SET TASK =>
Rewrite the lines from the one containing "Where can you see the white" through the end of the stored records, putting "pin" in place of "marker" and leaving everything else unchanged. Omit the pictures.

[Stored records]
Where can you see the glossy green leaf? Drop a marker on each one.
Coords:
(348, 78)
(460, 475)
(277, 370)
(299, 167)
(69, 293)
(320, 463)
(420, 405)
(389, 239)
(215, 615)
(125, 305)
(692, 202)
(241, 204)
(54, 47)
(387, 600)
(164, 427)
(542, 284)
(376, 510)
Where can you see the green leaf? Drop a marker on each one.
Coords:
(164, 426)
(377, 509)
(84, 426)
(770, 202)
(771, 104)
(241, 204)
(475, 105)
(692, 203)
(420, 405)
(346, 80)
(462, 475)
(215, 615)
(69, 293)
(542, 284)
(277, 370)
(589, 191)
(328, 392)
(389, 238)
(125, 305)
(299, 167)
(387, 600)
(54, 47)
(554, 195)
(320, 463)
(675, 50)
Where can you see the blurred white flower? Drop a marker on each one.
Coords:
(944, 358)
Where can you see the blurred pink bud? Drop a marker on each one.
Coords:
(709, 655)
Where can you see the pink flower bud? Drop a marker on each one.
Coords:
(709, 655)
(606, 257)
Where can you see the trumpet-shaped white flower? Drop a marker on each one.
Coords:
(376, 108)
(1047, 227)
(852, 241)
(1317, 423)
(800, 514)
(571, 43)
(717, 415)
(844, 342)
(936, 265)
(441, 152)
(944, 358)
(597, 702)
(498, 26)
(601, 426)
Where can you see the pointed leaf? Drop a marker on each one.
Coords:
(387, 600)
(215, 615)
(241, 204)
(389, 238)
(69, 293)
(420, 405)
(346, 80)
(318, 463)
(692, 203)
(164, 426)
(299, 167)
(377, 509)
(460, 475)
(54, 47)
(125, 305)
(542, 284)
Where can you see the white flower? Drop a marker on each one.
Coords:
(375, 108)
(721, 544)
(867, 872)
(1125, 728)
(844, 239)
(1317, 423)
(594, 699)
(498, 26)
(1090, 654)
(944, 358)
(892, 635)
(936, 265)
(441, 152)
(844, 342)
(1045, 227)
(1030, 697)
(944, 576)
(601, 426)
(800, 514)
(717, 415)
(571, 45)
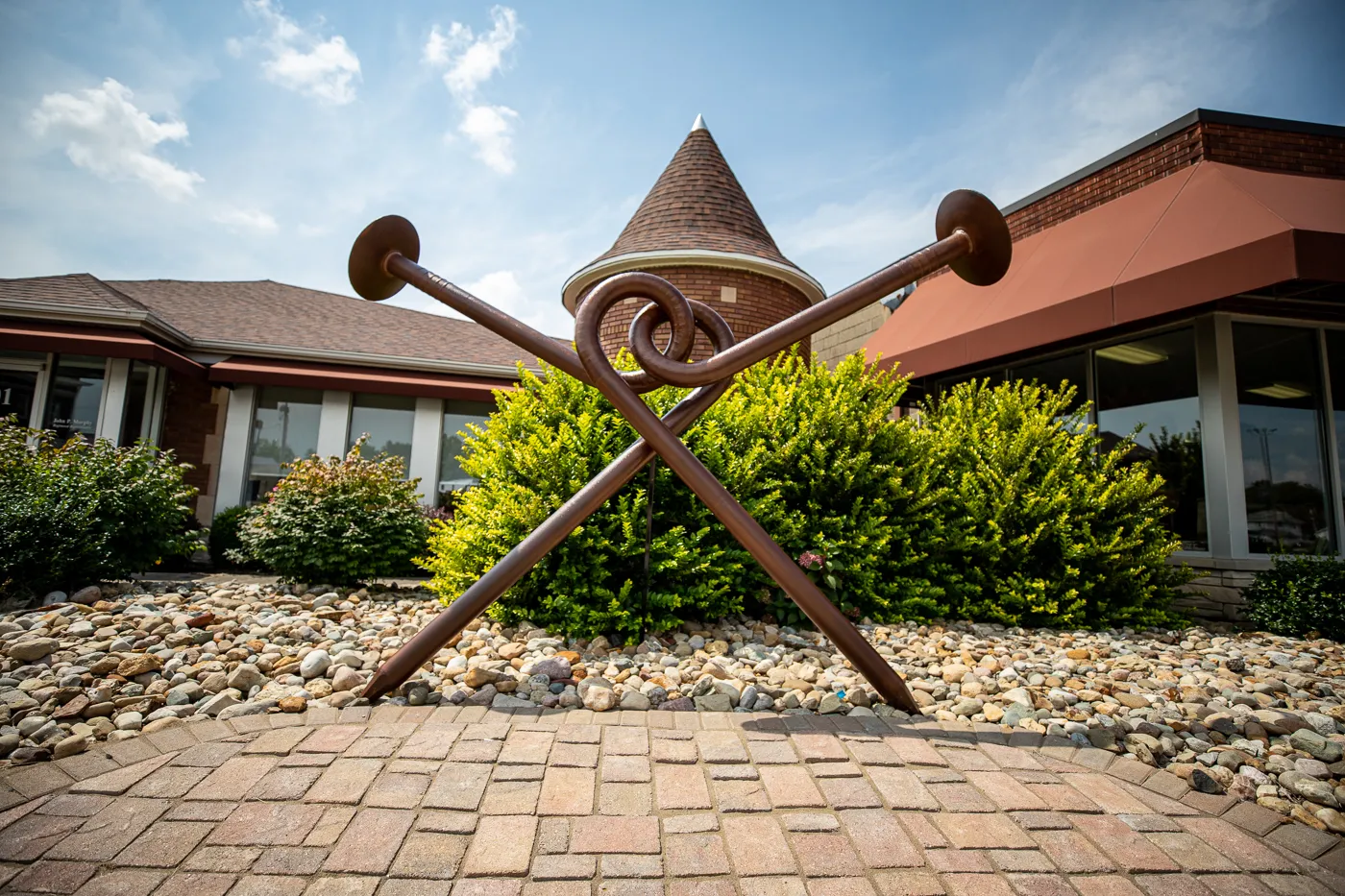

FINISHED EXERCISE =>
Where can you see the white flower? Drop a pin on each one.
Coords:
(375, 108)
(721, 544)
(867, 872)
(1125, 728)
(844, 239)
(1317, 423)
(594, 699)
(498, 26)
(1090, 654)
(944, 358)
(892, 635)
(936, 265)
(441, 152)
(844, 342)
(1045, 227)
(1030, 697)
(944, 576)
(601, 426)
(800, 514)
(717, 415)
(571, 45)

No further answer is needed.